Welke dingen maken het volgens het artikel over de energiecoöperatie in Haarlem moeilijk om zonnepanelen te leggen? Noem ze allemaal.

● **LEESTEKST**
· · · · ·
ID.nl logo
Huis

Coöperatie Duurzame Energie voorziet hele buurt van groene stroom

Op het dak van de Haarlemse Fablo-tennishal liggen meer dan 1300 zonnepanelen. Niet om het bedrijf zelf van stroom te zien, maar om de lichten van 220 huishoudens in de buurt te laten branden. De samenwerking tussen bedrijven en burgers - het Coöperatie Duurzame Energie Ramplaan - om voor eigen, lokale en duurzame energie te zorgen blijkt een gouden combinatie.

Veel van de straten in het Ramplaankwartier in Haarlem lopen van noord naar zuid. Niet erg gunstig voor wie zonnepanelen op zijn dak wil leggen, vertelt Art den Boer. Hij is één van de vrijwilligers van de Coöperatie Duurzame Energie Ramplaan, de coöperatie die als één van de eersten in Nederland een samenwerking regelde tussen buurten en bedrijven om zonne-energie gedeeld aan te bieden. “Sowieso is het in steden zoals Haarlem vaak lastig om zonnepanelen aan te leggen”, vertelt Den Boer. “De huizen zijn vaak wat kleiner, en ouder. Het kost dan heel veel geld om dat ineens van groene stroom te moeten voorzien.”
· · · · ·
● **GEGEVENS**
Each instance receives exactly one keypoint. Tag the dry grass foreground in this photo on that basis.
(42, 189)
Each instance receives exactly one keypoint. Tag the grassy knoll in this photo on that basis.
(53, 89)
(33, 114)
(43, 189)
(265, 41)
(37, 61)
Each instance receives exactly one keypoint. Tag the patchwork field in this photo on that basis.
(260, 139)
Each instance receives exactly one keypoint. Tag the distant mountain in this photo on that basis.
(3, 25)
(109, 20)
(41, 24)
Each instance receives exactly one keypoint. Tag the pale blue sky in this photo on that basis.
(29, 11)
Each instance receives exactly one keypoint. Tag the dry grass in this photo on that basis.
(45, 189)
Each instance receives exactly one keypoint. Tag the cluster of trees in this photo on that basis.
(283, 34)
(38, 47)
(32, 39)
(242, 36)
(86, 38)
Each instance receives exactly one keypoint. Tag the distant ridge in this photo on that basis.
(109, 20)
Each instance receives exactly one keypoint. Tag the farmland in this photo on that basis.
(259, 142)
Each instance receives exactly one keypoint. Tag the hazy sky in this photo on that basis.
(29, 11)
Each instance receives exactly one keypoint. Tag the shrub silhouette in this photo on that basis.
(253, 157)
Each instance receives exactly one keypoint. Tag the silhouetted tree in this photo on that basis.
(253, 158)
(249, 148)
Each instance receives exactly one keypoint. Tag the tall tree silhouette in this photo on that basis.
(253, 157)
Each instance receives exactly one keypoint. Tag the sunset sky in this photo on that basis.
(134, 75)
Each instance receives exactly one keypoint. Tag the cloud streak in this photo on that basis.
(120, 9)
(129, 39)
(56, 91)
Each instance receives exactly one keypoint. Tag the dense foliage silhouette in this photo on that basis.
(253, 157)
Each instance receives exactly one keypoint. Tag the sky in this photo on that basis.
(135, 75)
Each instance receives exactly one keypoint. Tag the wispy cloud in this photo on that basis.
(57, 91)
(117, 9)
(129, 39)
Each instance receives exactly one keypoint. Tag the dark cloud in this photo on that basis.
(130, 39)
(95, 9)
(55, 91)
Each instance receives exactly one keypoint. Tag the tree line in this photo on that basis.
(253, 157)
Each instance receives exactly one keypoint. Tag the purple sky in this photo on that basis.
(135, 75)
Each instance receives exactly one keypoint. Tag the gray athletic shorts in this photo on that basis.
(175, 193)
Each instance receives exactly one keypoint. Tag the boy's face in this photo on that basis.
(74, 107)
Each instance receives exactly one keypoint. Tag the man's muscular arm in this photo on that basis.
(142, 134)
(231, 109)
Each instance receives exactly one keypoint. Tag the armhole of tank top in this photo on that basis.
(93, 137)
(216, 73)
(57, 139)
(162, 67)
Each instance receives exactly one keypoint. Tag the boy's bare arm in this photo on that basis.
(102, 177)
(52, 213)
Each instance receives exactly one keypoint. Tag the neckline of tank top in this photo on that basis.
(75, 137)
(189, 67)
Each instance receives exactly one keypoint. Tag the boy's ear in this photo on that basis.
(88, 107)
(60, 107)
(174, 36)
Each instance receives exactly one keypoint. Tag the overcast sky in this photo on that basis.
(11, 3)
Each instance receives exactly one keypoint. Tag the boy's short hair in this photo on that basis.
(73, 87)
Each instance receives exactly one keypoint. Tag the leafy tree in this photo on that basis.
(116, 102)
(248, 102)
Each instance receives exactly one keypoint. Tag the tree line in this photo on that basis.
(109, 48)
· · · · ·
● **JOUW ANTWOORD**
- Veel straten in het Ramplaankwartier lopen van noord naar zuid.
- De huizen in steden zoals Haarlem zijn vaak wat kleiner.
- De huizen zijn vaak ouder.
- Het kost heel veel geld om ze in één keer van groene stroom te voorzien.